— Start of PAGE EXCERPT —

Request for advice: extending type conversion to 1:N conversion

I am in a situation where I think a generic 1:N type conversion utility would be an elegant solution, so I have looked into extending upstream for these cases. Before I spend more time, I’d like to gather input.

Problem

I have a composed type in my dialect that I want to decompose into its constituting parts. For the purpose of this discussion, we can pretend that this type is tuple. Then “decomposing” a tuple<i32,i32> consists of replacing it with two i32s.

Let’s say we have undef, insertvalue, and extractvalue ops for tuple, then the “decomposition” of those essentially consists of forwarding SSA values:

func.func @testUndefInsertExtract(%value: i32) -> i32 {
  %undef = tuple.undef : tuple<i32>
  %inserted = tuple.insertvalue %value into %undef[0] : tuple<i32>
  %extracted = tuple.extractvalue %inserted[0] : tuple<i32>
  return %extracted : i32
}

Turns into:

func.func @testUndefInsertExtract(%value: i32) -> i32 {
  return %value : i32
}

The above example requires some patterns specific to tuple and undef, insertvalue, and extractvalue. Further examples include “decompositions” across ops of func and scf. For example, the following passes a tuple in and out of a function call:

func.func @testFuncCall(%arg : i32) -> (i32, i32) {
  %undef_outer = tuple.undef : tuple<i32, tuple<i32>>
  %undef_inner = tuple.undef : tuple<i32>
  %inserted_inner = tuple.insertvalue %arg into %undef_inner[0] : tuple<i32>
  %inserted_outer_one = tuple.insertvalue %arg into %undef_outer[0] : tuple<i32, tuple<i32>>
  %inserted_outer_two = tuple.insertvalue %inserted_inner into %inserted_outer_one[1] : tuple<i32, tuple<i32>>
  %call_result = func.call @testFuncFunc(%inserted_outer_two) : (tuple<i32, tuple<i32>>) -> tuple<i32, tuple<i32>>
  %extracted_value_one = tuple.extractvalue %call_result[0] : tuple<i32, tuple<i32>>
  %extracted_inner = tuple.extractvalue %call_result[1] : tuple<i32, tuple<i32>>
  %extracted_value_two = tuple.extractvalue %extracted_inner[0] : tuple<i32>
  return %extracted_value_one, %extracted_value_two : i32, i32
}

Through “decomposition” (including the corresponding func.func and func.return ops) this turns into:

func.func @testFuncCall(%arg0: i32) -> (i32, i32) {
  %0:2 = call @testFuncFunc(%arg0, %arg0) : (i32, i32) -> (i32, i32)

— End of PAGE EXCERPT —

### REQUIREMENTS
(a) In the forum post about 1:N type conversion, what does decomposing a tuple<i32,i32> consist of?
(b) Print the forum post about 1:N type conversion from "I am in a situation" up to and including "to gather input.".
The data after this point comes from an unrelated source.

— Start of DATA SEGMENT —

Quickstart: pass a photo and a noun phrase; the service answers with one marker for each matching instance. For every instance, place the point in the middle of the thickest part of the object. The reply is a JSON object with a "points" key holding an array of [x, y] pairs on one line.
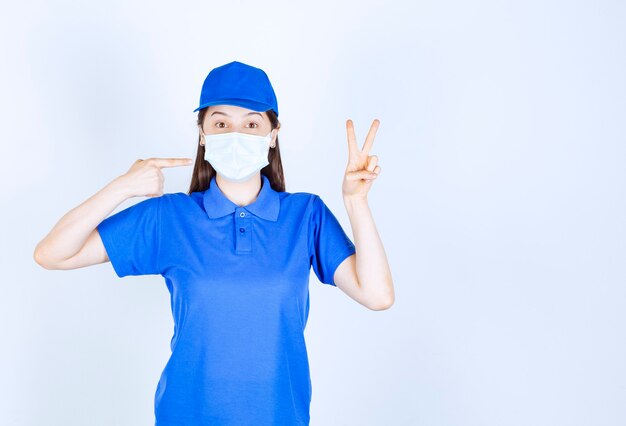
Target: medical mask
{"points": [[237, 156]]}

— End of DATA SEGMENT —

### OUTPUTS FOR THE TASKS
(a) Replacing it with two i32s.

(b)
I am in a situation where I think a generic 1:N type conversion utility would be an elegant solution, so I have looked into extending upstream for these cases. Before I spend more time, I’d like to gather input.